## GIVEN TASK
Rewrite the records below, replacing each "bounding box coordinates" with "pixel coordinates" and leaving everything else unchanged.

[Object detection records]
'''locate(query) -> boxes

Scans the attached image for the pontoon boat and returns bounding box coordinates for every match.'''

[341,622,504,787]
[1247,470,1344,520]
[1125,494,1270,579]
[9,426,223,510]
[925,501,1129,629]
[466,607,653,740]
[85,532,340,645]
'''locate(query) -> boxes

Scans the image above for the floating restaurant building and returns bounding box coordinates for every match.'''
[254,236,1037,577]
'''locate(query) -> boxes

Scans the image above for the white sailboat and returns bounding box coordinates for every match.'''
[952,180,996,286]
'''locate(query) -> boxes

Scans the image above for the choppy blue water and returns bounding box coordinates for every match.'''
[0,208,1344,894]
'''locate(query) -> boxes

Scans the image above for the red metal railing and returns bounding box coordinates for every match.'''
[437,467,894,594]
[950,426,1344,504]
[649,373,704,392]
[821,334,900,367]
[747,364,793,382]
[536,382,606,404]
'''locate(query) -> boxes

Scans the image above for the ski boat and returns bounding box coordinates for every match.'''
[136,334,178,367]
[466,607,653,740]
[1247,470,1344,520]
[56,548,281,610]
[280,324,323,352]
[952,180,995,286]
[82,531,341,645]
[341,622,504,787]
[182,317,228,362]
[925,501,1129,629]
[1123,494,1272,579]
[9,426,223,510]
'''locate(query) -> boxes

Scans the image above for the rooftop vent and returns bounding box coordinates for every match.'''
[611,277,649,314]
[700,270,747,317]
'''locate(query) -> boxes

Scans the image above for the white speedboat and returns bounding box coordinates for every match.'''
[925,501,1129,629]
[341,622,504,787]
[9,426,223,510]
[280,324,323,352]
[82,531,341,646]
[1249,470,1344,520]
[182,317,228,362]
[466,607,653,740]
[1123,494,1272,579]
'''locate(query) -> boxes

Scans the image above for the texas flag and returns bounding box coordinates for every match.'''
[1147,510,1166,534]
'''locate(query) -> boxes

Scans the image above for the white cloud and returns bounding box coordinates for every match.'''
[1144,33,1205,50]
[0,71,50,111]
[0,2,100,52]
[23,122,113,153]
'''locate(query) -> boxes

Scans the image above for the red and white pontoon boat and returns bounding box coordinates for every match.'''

## SOLUTION TO THIS TASK
'''locate(query) -> boxes

Scans the attached image for the pontoon boat and returns pixel coordinates for every match.'''

[341,622,504,787]
[1247,470,1344,520]
[1125,494,1270,579]
[9,426,223,510]
[925,501,1129,629]
[466,607,653,740]
[85,532,340,645]
'''locate(query) -> boxes

Scans the image above for the floating restaurant building and returns pixel coordinates for every match.'''
[254,236,1037,577]
'''locate(query) -> boxes

Scans the image above for the white sailboat and returns pixel coordinates for every match.'''
[952,180,996,286]
'''locate(query) -> boxes

Scans the image above for the choppy blue water and returns pixel coordinates for every match.'''
[0,208,1344,894]
'''locate(query) -> boxes

Scans the image above for the red metal railing and returns pixel coordinates for every match.'''
[437,467,894,594]
[950,426,1344,504]
[649,373,704,392]
[821,334,900,367]
[747,364,793,382]
[536,382,606,404]
'''locate(query) -> boxes

Scans the image above for the ski boat and returns pixel coordinates for every match.'''
[136,334,178,367]
[466,607,653,740]
[1247,470,1344,520]
[56,548,281,610]
[280,324,323,352]
[952,180,995,286]
[82,531,341,645]
[341,622,504,787]
[182,317,228,362]
[925,501,1129,629]
[1123,494,1272,579]
[9,426,223,510]
'''locate(query) -> boxes

Scans the image above for the rooftop vent and returns pixel coordinates for every match.'''
[611,277,649,314]
[700,270,747,317]
'''locate(query) -> boxes

Scans the image above for the white speedboat and returns pixel coordinates for every match.'''
[925,501,1129,629]
[341,622,504,787]
[9,426,223,510]
[280,324,323,352]
[82,531,341,646]
[1249,470,1344,520]
[182,317,228,362]
[466,607,653,740]
[1123,494,1272,579]
'''locate(query) -> boxes

Scans the image above for the texas flag and returns pixel coordinates for every match.'''
[1147,510,1166,534]
'''locate(query) -> boxes

Scans the image above for the white cloud and returns pixel coordinates for every match.'''
[1144,33,1205,50]
[0,71,50,111]
[0,2,100,52]
[23,122,113,153]
'''locate(query) -> boxes

Scans the image above for the red and white pontoon boat and returns pixel coordinates for every match.'''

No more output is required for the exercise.